__REQUEST__.
Duplicate these lines exactly, covering every item.

Mask labeling items:
--- START ---
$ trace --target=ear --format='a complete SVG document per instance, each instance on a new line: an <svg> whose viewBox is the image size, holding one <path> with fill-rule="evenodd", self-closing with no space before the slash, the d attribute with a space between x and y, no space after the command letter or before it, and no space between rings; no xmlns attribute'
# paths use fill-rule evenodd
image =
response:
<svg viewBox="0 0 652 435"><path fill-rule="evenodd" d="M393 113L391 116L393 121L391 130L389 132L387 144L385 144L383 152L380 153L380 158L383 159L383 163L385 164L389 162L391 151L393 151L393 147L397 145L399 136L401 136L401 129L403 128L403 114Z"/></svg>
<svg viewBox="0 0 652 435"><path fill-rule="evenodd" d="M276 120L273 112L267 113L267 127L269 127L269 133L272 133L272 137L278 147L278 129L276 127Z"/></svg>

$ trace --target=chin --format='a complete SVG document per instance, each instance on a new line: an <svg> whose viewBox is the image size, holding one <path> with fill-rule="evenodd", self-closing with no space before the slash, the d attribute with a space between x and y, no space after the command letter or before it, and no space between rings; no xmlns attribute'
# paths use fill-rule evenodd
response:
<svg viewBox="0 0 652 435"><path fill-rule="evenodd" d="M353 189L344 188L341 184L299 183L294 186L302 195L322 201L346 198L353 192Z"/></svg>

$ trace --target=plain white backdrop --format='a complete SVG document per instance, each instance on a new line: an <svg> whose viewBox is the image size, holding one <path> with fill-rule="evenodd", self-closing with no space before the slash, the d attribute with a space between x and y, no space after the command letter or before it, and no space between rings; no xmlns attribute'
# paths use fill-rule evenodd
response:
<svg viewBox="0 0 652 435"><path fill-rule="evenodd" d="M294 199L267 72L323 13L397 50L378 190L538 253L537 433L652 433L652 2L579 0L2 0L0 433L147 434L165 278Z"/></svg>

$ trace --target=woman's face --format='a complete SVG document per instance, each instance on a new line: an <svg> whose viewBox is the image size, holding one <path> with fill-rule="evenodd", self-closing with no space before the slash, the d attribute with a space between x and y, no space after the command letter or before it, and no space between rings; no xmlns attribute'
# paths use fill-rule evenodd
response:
--- END ---
__EXPECTED OUTPUT__.
$ trace --target=ear --format='a complete SVG document per instance, each instance on a new line: an <svg> whose viewBox is the image size, holding one <path> with fill-rule="evenodd", self-closing with no space before the slash, the d attribute with a space between x and y, no space after the command letter or before it, and no space between rings; no xmlns attribute'
# paths use fill-rule evenodd
image =
response:
<svg viewBox="0 0 652 435"><path fill-rule="evenodd" d="M393 113L391 116L393 121L391 130L389 132L387 144L385 144L383 152L380 153L380 158L383 159L383 163L385 164L389 162L391 151L393 151L393 147L397 145L399 136L401 136L401 129L403 128L403 114Z"/></svg>
<svg viewBox="0 0 652 435"><path fill-rule="evenodd" d="M276 120L273 112L267 113L267 127L269 127L269 133L272 133L272 137L278 147L278 129L276 127Z"/></svg>

$ trace --target=chin --format='a complete SVG document per instance, each instance on a new line: an <svg> whose viewBox is the image size, holding one <path> with fill-rule="evenodd", self-closing with no space before the slash, the d attribute with a space between x and y, no space after the command letter or before it, and no space between rings; no xmlns attribute'
# paths use fill-rule evenodd
response:
<svg viewBox="0 0 652 435"><path fill-rule="evenodd" d="M353 189L344 188L341 184L299 183L294 186L302 195L322 201L346 198L353 192Z"/></svg>

$ trace --target=plain white backdrop --format='a complete SVG document per instance, each instance on a new line: an <svg> whose viewBox is the image size, holding one <path> with fill-rule="evenodd", self-closing with no space before the slash, the d attribute with a space between x and y, no space after the command letter or before it, and no space between rings; no xmlns attribute'
# paths use fill-rule evenodd
response:
<svg viewBox="0 0 652 435"><path fill-rule="evenodd" d="M294 199L267 72L323 13L397 50L378 190L538 253L537 433L652 433L652 2L579 0L2 0L0 433L147 434L165 278Z"/></svg>

$ trace --target=woman's face --format='a complete SVG document per instance, each instance on a new line: an <svg> whose viewBox is the image size, holding one <path> with fill-rule="evenodd", self-closing with no space before the slash, the d attribute with a space between x and y, no space after the command letter or before it, and no space between rings; no xmlns attribute'
# paths use fill-rule evenodd
response:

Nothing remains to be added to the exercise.